[START OF ENTRIES SHOWN]
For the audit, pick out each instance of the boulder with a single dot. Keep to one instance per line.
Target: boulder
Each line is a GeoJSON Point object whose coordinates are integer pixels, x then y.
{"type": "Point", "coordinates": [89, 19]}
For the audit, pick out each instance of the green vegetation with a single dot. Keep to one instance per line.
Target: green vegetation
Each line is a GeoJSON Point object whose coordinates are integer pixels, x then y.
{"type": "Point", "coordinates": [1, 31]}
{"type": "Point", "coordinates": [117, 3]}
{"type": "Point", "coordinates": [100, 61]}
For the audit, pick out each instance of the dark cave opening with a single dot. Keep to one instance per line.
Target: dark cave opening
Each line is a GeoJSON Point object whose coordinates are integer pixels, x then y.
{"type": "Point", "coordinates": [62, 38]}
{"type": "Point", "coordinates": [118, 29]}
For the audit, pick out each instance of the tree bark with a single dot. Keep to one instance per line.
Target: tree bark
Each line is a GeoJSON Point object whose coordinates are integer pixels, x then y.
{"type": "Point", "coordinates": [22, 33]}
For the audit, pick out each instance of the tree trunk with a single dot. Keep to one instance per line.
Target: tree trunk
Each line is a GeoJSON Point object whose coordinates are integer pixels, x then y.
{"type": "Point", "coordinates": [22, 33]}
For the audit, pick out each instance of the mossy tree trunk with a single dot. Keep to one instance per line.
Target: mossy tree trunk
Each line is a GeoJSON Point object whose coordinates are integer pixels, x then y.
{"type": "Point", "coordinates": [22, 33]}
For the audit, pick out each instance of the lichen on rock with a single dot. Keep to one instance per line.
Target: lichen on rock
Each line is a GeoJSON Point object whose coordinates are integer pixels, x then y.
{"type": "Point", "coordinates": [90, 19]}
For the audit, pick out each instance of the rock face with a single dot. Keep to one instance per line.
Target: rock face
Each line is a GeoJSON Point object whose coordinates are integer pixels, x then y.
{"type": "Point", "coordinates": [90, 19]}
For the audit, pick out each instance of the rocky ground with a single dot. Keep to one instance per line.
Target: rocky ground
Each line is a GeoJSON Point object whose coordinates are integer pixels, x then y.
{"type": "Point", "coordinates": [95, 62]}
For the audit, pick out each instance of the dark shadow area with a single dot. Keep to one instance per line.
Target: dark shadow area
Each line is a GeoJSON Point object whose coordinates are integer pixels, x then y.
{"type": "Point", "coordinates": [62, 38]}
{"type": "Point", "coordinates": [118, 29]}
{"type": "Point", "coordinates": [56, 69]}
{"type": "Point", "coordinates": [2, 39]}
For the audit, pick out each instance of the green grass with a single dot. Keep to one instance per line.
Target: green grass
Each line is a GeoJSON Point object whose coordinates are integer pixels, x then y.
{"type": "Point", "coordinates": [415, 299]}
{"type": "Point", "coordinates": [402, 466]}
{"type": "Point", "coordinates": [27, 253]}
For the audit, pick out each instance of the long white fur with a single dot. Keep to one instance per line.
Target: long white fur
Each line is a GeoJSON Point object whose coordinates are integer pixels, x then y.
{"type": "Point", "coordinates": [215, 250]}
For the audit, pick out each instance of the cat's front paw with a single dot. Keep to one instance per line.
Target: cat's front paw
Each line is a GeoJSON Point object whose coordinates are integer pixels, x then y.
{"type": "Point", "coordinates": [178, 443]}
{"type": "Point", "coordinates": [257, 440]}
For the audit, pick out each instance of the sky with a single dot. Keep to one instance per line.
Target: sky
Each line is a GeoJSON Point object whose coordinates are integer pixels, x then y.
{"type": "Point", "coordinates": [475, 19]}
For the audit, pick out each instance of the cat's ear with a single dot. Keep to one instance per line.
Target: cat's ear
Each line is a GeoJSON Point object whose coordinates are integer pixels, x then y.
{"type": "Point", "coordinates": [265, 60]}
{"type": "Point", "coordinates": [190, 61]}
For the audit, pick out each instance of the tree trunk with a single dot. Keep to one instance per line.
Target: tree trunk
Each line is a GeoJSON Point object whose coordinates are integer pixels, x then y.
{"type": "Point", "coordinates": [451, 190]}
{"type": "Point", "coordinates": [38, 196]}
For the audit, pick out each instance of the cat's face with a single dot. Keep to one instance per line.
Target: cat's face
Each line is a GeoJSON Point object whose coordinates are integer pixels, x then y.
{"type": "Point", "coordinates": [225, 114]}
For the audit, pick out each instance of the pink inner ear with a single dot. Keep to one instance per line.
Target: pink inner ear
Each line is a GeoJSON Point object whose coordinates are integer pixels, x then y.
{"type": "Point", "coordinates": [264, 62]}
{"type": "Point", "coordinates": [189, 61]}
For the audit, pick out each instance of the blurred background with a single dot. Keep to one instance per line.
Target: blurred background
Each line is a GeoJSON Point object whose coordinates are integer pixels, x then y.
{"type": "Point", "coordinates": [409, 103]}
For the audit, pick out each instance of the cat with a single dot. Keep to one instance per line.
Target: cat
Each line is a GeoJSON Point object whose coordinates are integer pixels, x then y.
[END OF ENTRIES SHOWN]
▶ **WHAT IS BEING ASKED**:
Retype all the material above precisely, with no line left out.

▶ **SOLUTION FOR THIS PROBLEM**:
For the audit, pick out each instance of the boulder with a single dot. Keep to one instance per line.
Target: boulder
Each line is a GeoJSON Point object whose coordinates are integer pixels, x then y.
{"type": "Point", "coordinates": [89, 19]}
For the audit, pick out each instance of the green vegetation with a single dot. Keep to one instance per line.
Target: green vegetation
Each line is a GeoJSON Point object whose coordinates are integer pixels, x then y.
{"type": "Point", "coordinates": [1, 31]}
{"type": "Point", "coordinates": [117, 3]}
{"type": "Point", "coordinates": [100, 61]}
For the audit, pick out each instance of the dark cave opening with a single dot. Keep to one instance per line.
Target: dark cave opening
Each line is a GeoJSON Point object whose coordinates are integer pixels, x then y.
{"type": "Point", "coordinates": [62, 38]}
{"type": "Point", "coordinates": [118, 29]}
For the audit, pick out each instance of the tree bark with a single dot. Keep to one instance per line.
Target: tree bark
Each line is a GeoJSON Point object whose coordinates are integer pixels, x then y.
{"type": "Point", "coordinates": [22, 33]}
For the audit, pick out each instance of the tree trunk with a single dot. Keep to one instance per line.
Target: tree trunk
Each line is a GeoJSON Point object whose coordinates are integer pixels, x then y.
{"type": "Point", "coordinates": [22, 33]}
For the audit, pick out each instance of the mossy tree trunk with a single dot. Keep to one instance per line.
Target: mossy tree trunk
Each line is a GeoJSON Point object whose coordinates are integer pixels, x then y.
{"type": "Point", "coordinates": [22, 33]}
For the audit, pick out each instance of the lichen on rock with a single dot. Keep to one instance per line.
Target: lichen on rock
Each line is a GeoJSON Point object whose coordinates are integer pixels, x then y.
{"type": "Point", "coordinates": [90, 19]}
For the audit, pick out each instance of the rock face with a single dot. Keep to one instance per line.
Target: rock face
Each line is a GeoJSON Point object whose coordinates are integer pixels, x then y.
{"type": "Point", "coordinates": [90, 19]}
For the audit, pick out each instance of the rocky ground with a single dot. Keep to one instance per line.
Target: rocky ground
Each line is a GeoJSON Point object whose coordinates are integer pixels, x then y.
{"type": "Point", "coordinates": [95, 62]}
For the audit, pick out each instance of the dark shadow area with a single dot. Keep to one instance per line.
Target: dark shadow area
Each line is a GeoJSON Point object whose coordinates are integer pixels, x then y.
{"type": "Point", "coordinates": [62, 38]}
{"type": "Point", "coordinates": [118, 29]}
{"type": "Point", "coordinates": [56, 69]}
{"type": "Point", "coordinates": [2, 39]}
For the audit, pick out each instance of the green grass with a single dot. Keep to one instance per line.
Target: green grass
Each line is a GeoJSON Point object whose coordinates are integer pixels, x then y.
{"type": "Point", "coordinates": [415, 299]}
{"type": "Point", "coordinates": [402, 466]}
{"type": "Point", "coordinates": [27, 253]}
For the audit, pick out each instance of the long white fur with a single dot. Keep to one instance per line.
Target: long white fur
Each line is a GeoJSON Point object whose coordinates are integer pixels, x then y.
{"type": "Point", "coordinates": [215, 250]}
For the audit, pick out each instance of the cat's front paw with a single dot. Keep to one instance per line.
Target: cat's front paw
Each line is a GeoJSON Point object whose coordinates are integer pixels, x then y.
{"type": "Point", "coordinates": [178, 443]}
{"type": "Point", "coordinates": [257, 440]}
For the audit, pick out each instance of the sky with a single dot. Keep to one instance per line.
Target: sky
Each line is a GeoJSON Point object whose coordinates are integer pixels, x then y.
{"type": "Point", "coordinates": [475, 19]}
For the audit, pick out each instance of the cat's ear with a single dot. Keep to one instance per line.
Target: cat's ear
Each line is a GeoJSON Point object whose coordinates are integer pixels, x then y.
{"type": "Point", "coordinates": [265, 60]}
{"type": "Point", "coordinates": [190, 61]}
For the audit, pick out each instance of the tree trunk with a single dot. Keep to one instance per line.
Target: tree trunk
Each line is a GeoJSON Point object whose coordinates are integer pixels, x then y.
{"type": "Point", "coordinates": [451, 190]}
{"type": "Point", "coordinates": [38, 196]}
For the audit, pick out each instance of the cat's face with a single dot. Keep to one instance per line.
Target: cat's face
Each line is a GeoJSON Point object whose coordinates are integer pixels, x then y.
{"type": "Point", "coordinates": [225, 114]}
For the audit, pick out each instance of the pink inner ear with a single dot. Keep to one instance per line.
Target: pink inner ear
Each line is a GeoJSON Point object whose coordinates are integer pixels, x then y.
{"type": "Point", "coordinates": [264, 62]}
{"type": "Point", "coordinates": [189, 61]}
For the audit, pick out each instance of the blurred background with a single dot. Keep to one instance per line.
Target: blurred background
Each line is a GeoJSON Point object whose coordinates are integer pixels, x then y.
{"type": "Point", "coordinates": [409, 103]}
For the audit, pick out each instance of the cat with a single dot. Keep to one instance per line.
Target: cat
Each line is a GeoJSON Point object whose coordinates are integer pixels, x then y.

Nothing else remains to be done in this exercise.